▸ **PROVIDED ENTRIES**

— Begin —

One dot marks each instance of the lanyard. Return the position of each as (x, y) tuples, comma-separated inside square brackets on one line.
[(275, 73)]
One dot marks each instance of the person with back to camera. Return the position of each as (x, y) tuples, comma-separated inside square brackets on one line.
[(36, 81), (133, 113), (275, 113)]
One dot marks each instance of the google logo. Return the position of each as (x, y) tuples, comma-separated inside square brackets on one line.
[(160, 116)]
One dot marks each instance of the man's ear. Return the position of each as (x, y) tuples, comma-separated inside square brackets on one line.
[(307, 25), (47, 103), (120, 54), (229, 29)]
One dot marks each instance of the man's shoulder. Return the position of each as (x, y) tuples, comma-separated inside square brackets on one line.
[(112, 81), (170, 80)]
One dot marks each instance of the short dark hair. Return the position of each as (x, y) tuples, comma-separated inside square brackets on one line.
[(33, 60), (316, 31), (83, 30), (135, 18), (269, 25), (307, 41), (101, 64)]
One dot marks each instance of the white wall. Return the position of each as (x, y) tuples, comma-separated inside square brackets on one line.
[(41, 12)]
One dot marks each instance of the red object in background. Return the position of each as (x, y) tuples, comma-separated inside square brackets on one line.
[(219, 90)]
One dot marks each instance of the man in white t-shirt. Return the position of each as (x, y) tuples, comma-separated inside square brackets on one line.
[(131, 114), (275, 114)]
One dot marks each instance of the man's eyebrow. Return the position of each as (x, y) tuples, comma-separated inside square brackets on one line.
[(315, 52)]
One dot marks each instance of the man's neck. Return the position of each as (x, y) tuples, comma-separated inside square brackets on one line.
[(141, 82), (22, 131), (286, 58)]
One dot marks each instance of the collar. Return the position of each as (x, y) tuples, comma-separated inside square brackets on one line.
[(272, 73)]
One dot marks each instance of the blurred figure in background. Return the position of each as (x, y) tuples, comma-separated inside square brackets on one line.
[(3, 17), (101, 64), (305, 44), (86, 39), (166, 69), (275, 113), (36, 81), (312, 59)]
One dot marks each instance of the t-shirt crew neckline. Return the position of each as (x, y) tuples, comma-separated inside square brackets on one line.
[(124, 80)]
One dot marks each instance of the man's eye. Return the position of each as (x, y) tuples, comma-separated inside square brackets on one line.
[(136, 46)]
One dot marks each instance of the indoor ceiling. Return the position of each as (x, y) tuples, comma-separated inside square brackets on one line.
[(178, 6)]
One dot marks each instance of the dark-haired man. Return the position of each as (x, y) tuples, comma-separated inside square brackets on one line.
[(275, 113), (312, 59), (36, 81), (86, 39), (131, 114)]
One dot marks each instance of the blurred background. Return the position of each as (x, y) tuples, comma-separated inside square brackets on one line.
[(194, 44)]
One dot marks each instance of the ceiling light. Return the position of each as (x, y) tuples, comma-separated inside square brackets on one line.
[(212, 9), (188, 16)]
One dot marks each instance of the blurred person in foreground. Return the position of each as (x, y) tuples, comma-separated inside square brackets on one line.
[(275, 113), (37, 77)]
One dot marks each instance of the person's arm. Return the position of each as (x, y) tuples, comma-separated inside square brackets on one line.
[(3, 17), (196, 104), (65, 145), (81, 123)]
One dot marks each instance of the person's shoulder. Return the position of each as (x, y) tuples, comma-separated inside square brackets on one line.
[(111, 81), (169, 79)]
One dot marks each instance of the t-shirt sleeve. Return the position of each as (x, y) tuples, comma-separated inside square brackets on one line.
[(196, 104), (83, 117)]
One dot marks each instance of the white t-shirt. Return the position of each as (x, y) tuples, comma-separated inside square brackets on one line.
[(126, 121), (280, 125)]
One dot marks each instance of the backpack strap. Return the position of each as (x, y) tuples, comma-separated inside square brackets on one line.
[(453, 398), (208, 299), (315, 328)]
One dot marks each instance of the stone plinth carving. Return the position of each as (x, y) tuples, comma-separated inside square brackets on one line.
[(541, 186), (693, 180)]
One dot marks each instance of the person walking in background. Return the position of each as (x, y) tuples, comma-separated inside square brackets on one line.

— End —

▸ **WHAT IS ASKED**
Copy every item above line for line, with no change to any character.

▸ **SOLUTION TO THIS TASK**
One dot marks each instance of the lanyard. Return the position of each as (x, y) tuples, comma-separated inside square brackets on one line.
[(275, 73)]
One dot marks each instance of the person with back to camera. Return the position of each as (x, y) tuples, comma-separated inside square brackets on one line.
[(36, 81), (133, 113), (275, 113)]
One dot marks each instance of the google logo. Return the position of each as (x, y) tuples, comma-separated inside square brackets on one line.
[(160, 116)]
One dot marks each instance of the man's ear. Return the position of each as (x, y) tuples, comma-separated inside square brackets on one line.
[(307, 25), (47, 103), (120, 54), (229, 29)]
One dot marks each instance of the man's shoulder. Return the position of each as (x, y) tuples, comma-separated inside square brackets on one line.
[(112, 81), (170, 80)]
One dot marks each instance of the short dark hair. Return the position of each as (x, y) tuples, comma-separated inside square brackets on one line.
[(33, 60), (316, 31), (83, 30), (135, 18), (269, 25), (307, 41), (101, 64)]
One dot marks each instance of the white wall. Return the position of each as (x, y) tuples, comma-separated inside square brackets on one line.
[(41, 12)]
One dot marks each instance of the red object in background. Return the position of each as (x, y) tuples, comma-separated inside square brackets on one line.
[(219, 90)]
One dot marks each instance of the man in white t-shirt. Return the position of each as (x, y) tuples, comma-separated inside square brackets on one line.
[(131, 114), (275, 114)]
One dot marks each instance of the man's eyebrow. Return the position of each as (x, y) tuples, comma-separated inside square brackets on one line.
[(315, 52)]
One dot marks each instance of the man's neck. Return the position of each as (x, y) tuples, comma-separated inside square brackets on one line.
[(141, 82), (22, 131), (286, 58)]
One dot marks each instance of the collar. Return the position of each as (x, y) tuples, comma-separated inside square brackets on one line.
[(272, 73)]
One dot marks each instance of the blurred figure in background. Return the position of each as (x, y) tuples, comma-separated inside square brackets on one line.
[(3, 17), (101, 64), (305, 44), (86, 39), (166, 69), (275, 113), (36, 81), (312, 59)]
One dot marks each instance of the t-shirt crew neckline. Return the position of each as (x, y) tuples, comma-separated inside square brackets on one line.
[(124, 80)]
One dot marks each instance of the man's eye. Return the position of each as (x, y) tuples, comma-separated inside square brackets on one line.
[(136, 46)]
One dot marks each instance of the indoor ceiling. Return the position of each as (x, y) tuples, comma-separated inside square brackets on one line.
[(178, 6)]
One dot marks each instance of the dark-haired man. Return the position of each as (x, y) tuples, comma-separated inside square brackets on one line.
[(275, 113), (312, 59), (36, 81), (86, 39), (131, 114)]
One dot marks each instance of the blurred background. Return the position of each as (x, y) tuples, comma-separated inside square brackets on one line.
[(194, 44)]
One dot marks each instance of the ceiling light. Return the position of each as (x, y) tuples, comma-separated inside square brackets on one line.
[(212, 9), (188, 16)]
One dot marks each instance of the blurred person in foreground. Return the position of each as (x, y) tuples, comma-separated inside square brackets on one line.
[(275, 113), (37, 77)]
One dot marks each instance of the person's arm. Return the position of each as (x, y) tuples, comma-separated inside square brackets on one line.
[(3, 17), (196, 104), (65, 145), (81, 123)]
One dot marks each instance of the person's shoulder. Return the position of each as (x, y) tuples, comma-separated inside square brackets on one line.
[(111, 81), (169, 79)]
One dot marks each instance of the t-shirt sleeve. Return the position of each as (x, y) tuples, comma-separated inside square brackets on one line.
[(196, 104), (83, 117)]
One dot marks each instance of the white t-shirt. Return the position of each as (x, y) tuples, comma-separated inside square brackets on one line.
[(126, 121), (280, 125)]
One dot marks each instance of the backpack strap. Return the position of each as (x, y) tuples, comma-separated inside square brackets on one line.
[(453, 398), (208, 299), (315, 328)]
One dot marks each instance of the stone plinth carving. Return the position of each as (x, y) tuples, comma-separated inside square brackets on one line.
[(541, 186), (693, 180)]
One dot marks each instance of the person walking in background. Return the position of each as (x, y) tuples, comma-separated inside square brackets on one line.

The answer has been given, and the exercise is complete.